- [EXERCISE GOAL]: Locate the line with "point: caviar on" in the material. Copy that line and each one after it, through the last, exactly and with nothing else.

======== SUPPLIED MATERIAL

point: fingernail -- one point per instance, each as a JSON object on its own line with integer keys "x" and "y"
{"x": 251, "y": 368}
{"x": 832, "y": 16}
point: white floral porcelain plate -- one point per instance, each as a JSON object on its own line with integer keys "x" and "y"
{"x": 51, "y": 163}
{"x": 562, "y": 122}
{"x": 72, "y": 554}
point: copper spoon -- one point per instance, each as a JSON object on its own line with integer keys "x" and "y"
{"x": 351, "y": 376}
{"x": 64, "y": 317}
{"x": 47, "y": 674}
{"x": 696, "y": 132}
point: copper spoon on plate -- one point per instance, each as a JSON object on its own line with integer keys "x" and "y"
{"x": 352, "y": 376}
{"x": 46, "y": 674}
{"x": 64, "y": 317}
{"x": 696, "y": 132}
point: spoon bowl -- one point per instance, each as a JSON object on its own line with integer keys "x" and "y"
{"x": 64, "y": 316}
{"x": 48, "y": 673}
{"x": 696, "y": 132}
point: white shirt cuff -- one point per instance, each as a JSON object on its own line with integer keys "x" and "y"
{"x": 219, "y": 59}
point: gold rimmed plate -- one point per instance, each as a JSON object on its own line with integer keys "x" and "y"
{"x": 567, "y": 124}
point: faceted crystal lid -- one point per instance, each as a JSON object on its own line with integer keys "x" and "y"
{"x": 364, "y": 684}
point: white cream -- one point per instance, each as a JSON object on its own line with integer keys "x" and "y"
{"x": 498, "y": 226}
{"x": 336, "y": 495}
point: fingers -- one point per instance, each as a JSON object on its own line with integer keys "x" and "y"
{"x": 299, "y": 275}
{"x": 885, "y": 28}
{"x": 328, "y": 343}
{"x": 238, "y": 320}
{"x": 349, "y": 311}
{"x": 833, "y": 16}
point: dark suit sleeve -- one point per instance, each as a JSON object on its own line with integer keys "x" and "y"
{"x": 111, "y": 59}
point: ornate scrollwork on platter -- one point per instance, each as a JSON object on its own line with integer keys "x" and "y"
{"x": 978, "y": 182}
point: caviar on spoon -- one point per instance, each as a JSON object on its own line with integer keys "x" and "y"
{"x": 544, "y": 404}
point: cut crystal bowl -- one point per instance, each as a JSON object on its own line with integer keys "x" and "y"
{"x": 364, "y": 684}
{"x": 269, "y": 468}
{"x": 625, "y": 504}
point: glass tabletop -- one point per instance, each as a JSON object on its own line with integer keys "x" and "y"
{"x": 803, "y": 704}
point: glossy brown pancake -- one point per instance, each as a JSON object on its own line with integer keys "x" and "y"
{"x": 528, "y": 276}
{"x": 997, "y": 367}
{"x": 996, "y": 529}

================

- [EXERCISE RESPONSE]:
point: caviar on spoon -- one point per instance, each as a JSON object on its own line with integer keys "x" and "y"
{"x": 544, "y": 404}
point: cut crystal bowl -- one point per instance, each as a JSON object on its own line with integer keys "x" and "y"
{"x": 364, "y": 684}
{"x": 269, "y": 468}
{"x": 625, "y": 504}
point: glass tabletop -- one point per instance, each as a JSON object on its own line with integer keys "x" and "y"
{"x": 803, "y": 704}
point: glossy brown pancake -- one point per instance, each as a JSON object on its own line with integer keys "x" and "y"
{"x": 528, "y": 276}
{"x": 997, "y": 367}
{"x": 996, "y": 529}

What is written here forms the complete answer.